Exercise objective:
Return the complete listing that follows, with each line reproduced exactly.

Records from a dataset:
--- Begin ---

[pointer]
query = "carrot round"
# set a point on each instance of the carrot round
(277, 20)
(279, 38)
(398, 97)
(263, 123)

--- End ---

Exercise output:
[pointer]
query = "carrot round"
# set a point on each instance of the carrot round
(277, 20)
(279, 38)
(398, 97)
(263, 123)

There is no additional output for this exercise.